Goal:
Copy out the data below verbatim.

---------- Entries shown ----------

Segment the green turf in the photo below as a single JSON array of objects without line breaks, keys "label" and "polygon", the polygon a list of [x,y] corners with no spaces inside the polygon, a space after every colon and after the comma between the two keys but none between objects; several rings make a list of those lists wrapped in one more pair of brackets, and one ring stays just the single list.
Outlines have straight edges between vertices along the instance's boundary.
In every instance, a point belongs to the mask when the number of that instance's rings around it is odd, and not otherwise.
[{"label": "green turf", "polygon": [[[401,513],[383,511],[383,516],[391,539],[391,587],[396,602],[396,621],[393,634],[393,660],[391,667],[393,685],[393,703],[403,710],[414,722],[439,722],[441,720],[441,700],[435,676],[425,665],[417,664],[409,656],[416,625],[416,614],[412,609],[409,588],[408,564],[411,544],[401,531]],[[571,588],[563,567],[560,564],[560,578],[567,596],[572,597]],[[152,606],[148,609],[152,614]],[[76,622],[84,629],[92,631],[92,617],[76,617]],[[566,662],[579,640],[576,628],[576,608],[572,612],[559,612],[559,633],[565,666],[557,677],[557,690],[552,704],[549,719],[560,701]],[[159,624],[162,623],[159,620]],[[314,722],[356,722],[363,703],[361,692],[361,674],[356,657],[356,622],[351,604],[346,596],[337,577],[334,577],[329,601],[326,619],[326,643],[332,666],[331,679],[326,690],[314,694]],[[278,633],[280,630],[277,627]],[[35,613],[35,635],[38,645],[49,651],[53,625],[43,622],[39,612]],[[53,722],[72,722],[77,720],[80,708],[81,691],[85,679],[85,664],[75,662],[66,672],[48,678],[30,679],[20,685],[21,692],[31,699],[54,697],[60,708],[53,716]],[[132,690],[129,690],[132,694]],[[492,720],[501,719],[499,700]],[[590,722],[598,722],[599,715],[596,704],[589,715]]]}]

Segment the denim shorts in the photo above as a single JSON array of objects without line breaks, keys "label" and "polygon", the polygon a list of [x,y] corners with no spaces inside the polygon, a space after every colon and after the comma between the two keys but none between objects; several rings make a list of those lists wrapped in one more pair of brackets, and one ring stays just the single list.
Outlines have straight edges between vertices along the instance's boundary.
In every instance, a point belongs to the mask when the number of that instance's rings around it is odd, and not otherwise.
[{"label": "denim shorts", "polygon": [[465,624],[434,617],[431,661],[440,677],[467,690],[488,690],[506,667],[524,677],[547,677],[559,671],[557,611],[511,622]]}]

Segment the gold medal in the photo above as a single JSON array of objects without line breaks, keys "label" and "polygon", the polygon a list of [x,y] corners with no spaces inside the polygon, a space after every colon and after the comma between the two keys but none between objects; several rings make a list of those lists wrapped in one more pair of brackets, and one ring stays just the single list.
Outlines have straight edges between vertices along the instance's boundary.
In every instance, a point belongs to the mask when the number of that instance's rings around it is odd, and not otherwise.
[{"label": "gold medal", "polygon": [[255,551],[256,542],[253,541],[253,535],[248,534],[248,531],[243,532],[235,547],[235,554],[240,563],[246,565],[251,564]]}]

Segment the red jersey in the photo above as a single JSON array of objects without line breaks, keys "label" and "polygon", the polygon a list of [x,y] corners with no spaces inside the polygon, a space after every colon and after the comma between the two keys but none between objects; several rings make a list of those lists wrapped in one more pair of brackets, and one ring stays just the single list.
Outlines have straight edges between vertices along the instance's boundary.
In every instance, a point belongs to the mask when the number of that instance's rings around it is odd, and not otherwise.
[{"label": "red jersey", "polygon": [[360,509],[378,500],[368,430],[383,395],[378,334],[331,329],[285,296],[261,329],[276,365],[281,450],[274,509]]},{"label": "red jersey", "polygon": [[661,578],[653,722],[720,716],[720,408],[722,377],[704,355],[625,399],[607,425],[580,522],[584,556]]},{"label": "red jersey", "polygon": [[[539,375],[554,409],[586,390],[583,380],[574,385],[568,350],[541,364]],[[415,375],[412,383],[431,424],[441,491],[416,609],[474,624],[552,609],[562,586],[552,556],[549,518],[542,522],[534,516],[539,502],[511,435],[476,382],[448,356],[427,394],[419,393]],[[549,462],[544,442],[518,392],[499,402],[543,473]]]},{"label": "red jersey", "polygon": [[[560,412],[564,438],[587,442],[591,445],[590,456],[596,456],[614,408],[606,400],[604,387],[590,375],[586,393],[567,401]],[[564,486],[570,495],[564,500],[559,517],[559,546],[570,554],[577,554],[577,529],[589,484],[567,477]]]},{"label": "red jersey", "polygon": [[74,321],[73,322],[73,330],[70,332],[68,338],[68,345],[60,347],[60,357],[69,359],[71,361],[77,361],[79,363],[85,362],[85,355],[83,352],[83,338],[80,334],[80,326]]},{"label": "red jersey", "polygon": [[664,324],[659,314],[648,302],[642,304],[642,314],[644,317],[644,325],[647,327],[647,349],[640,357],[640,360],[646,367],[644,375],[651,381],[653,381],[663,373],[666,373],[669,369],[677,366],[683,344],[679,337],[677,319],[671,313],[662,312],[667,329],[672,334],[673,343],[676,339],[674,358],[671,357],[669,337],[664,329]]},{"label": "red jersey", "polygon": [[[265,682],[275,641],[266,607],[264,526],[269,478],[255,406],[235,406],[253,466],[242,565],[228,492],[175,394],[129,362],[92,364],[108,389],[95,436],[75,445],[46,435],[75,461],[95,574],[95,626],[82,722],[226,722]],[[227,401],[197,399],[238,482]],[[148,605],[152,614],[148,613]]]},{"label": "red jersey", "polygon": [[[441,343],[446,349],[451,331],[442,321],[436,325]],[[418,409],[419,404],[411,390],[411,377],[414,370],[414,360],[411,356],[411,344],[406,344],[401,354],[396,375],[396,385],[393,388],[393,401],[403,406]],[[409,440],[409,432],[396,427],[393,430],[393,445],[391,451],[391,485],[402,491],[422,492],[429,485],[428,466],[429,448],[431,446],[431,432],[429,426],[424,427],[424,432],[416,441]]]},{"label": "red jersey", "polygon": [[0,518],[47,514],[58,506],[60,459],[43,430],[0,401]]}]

----------

Correct result:
Segment the green turf in the photo below as a single JSON array of objects without line breaks, keys "label" and "polygon", the polygon a list of [x,y] corners with no spaces inside the polygon, a space after every colon and after the comma between the two keys but none between objects; several rings make a list of those lists wrapped in one more pair of brackets, and one ring stays just the single list.
Outlines have straight edges between vertices along the instance's boundary.
In every instance, a point belongs to the mask when the number of that instance's rings around it is odd, and not otherwise.
[{"label": "green turf", "polygon": [[[401,513],[383,511],[383,516],[391,539],[391,587],[396,602],[396,621],[393,634],[393,660],[391,667],[393,685],[393,703],[403,710],[414,722],[439,722],[441,720],[441,700],[435,676],[425,665],[417,664],[409,656],[416,625],[416,614],[412,609],[409,588],[408,564],[411,544],[401,531]],[[571,588],[563,567],[560,564],[560,578],[567,596],[572,597]],[[152,606],[148,609],[152,614]],[[76,622],[84,629],[92,631],[92,617],[76,617]],[[566,662],[579,640],[576,628],[576,608],[572,612],[559,612],[559,633],[565,666],[557,677],[557,690],[552,704],[549,719],[560,701]],[[159,624],[162,623],[159,620]],[[314,722],[356,722],[363,703],[361,692],[361,674],[356,657],[356,622],[351,604],[346,596],[337,577],[334,577],[329,601],[326,619],[326,643],[332,666],[331,679],[326,690],[314,694]],[[278,633],[280,630],[277,627]],[[35,613],[35,635],[38,645],[49,651],[53,625],[43,622],[39,612]],[[53,722],[72,722],[77,720],[80,708],[81,691],[85,679],[85,664],[75,662],[66,672],[48,678],[30,679],[20,685],[21,692],[31,699],[54,697],[60,708],[53,716]],[[132,690],[129,690],[132,694]],[[492,720],[501,719],[499,700]],[[590,722],[598,722],[599,715],[596,704],[589,715]]]}]

Segment the denim shorts in the photo above as a single JSON array of objects without line breaks, keys "label" and "polygon", the polygon a list of [x,y] corners with no spaces inside the polygon, a space after every colon and after the comma between the two keys but none between objects; several rings make a list of those lists wrapped in one more pair of brackets, and one ring stays just the single list.
Outlines have straight edges between vertices along the instance's boundary.
In every instance, a point belongs to the mask when the number of that instance's rings around it is odd, and not otherwise.
[{"label": "denim shorts", "polygon": [[465,624],[434,617],[431,661],[440,677],[467,690],[488,690],[506,667],[524,677],[547,677],[559,671],[557,611],[511,622]]}]

Segment the gold medal in the photo above as a single JSON array of objects without line breaks, keys "label" and "polygon", the polygon a list of [x,y] corners with no spaces inside the polygon, a space after every colon and after the comma between the two keys but none between objects; several rings make a list of those lists wrapped in one more pair of brackets, and one ring stays just the single list.
Outlines have straight edges between vertices along the instance's boundary.
In every instance, a point belongs to the mask when the number of that instance's rings around it is odd, and not otherwise.
[{"label": "gold medal", "polygon": [[255,551],[256,542],[253,541],[253,535],[248,534],[248,531],[243,532],[235,547],[235,554],[240,563],[246,565],[251,564]]}]

Segment the red jersey in the photo above as a single JSON array of objects without line breaks, keys "label" and "polygon", the polygon a list of [x,y] corners with no spaces inside the polygon, a space after every colon and after the comma between the two keys but none between objects; several rings make a list of those lists wrapped in one more pair of brackets, and one ring stays just the single list.
Outlines have straight edges between vertices along the instance's boundary.
In every instance, a point belongs to the mask when the number of that instance's rings around it is odd, and not otherwise.
[{"label": "red jersey", "polygon": [[360,509],[378,500],[368,430],[383,395],[378,334],[331,329],[285,296],[261,329],[276,365],[281,450],[274,509]]},{"label": "red jersey", "polygon": [[661,578],[653,722],[720,716],[720,408],[722,377],[704,355],[625,399],[607,425],[580,522],[584,556]]},{"label": "red jersey", "polygon": [[[539,375],[554,409],[586,390],[583,380],[574,385],[568,350],[541,364]],[[415,375],[412,383],[431,424],[441,491],[416,609],[474,624],[552,609],[562,586],[552,556],[549,518],[542,522],[534,516],[539,502],[511,435],[476,382],[448,356],[427,394],[419,393]],[[549,462],[544,442],[518,392],[499,402],[543,473]]]},{"label": "red jersey", "polygon": [[[560,412],[564,438],[587,442],[591,445],[590,456],[596,456],[614,408],[606,400],[604,387],[590,375],[586,393],[567,401]],[[564,486],[570,495],[564,500],[559,517],[559,546],[570,554],[577,554],[577,529],[589,484],[567,477]]]},{"label": "red jersey", "polygon": [[74,321],[73,322],[73,330],[70,332],[68,338],[68,345],[60,347],[60,357],[69,359],[71,361],[77,361],[79,363],[85,362],[85,355],[83,352],[83,338],[80,334],[80,326]]},{"label": "red jersey", "polygon": [[664,324],[659,314],[648,302],[642,304],[642,314],[644,317],[644,325],[647,327],[647,349],[640,357],[640,360],[646,367],[644,375],[651,381],[653,381],[663,373],[666,373],[669,369],[677,366],[683,344],[679,337],[677,319],[671,313],[662,312],[667,329],[672,334],[673,343],[676,339],[674,358],[671,357],[669,337],[664,329]]},{"label": "red jersey", "polygon": [[[265,682],[275,641],[266,607],[264,526],[269,478],[255,406],[235,406],[253,466],[242,565],[228,492],[175,394],[129,362],[92,364],[108,389],[95,436],[75,445],[46,435],[75,461],[95,574],[95,626],[82,722],[226,722]],[[227,401],[197,399],[238,482]],[[148,605],[152,614],[148,613]]]},{"label": "red jersey", "polygon": [[[441,343],[446,349],[451,331],[442,321],[436,325]],[[418,409],[419,404],[411,390],[411,377],[414,370],[414,360],[411,356],[411,344],[406,344],[401,354],[396,375],[396,385],[393,388],[393,401],[403,406]],[[409,440],[409,432],[396,427],[393,430],[393,445],[391,451],[391,485],[402,491],[422,492],[429,485],[428,466],[429,448],[431,446],[431,432],[429,426],[424,427],[424,432],[416,441]]]},{"label": "red jersey", "polygon": [[0,518],[47,514],[58,506],[60,459],[43,430],[0,401]]}]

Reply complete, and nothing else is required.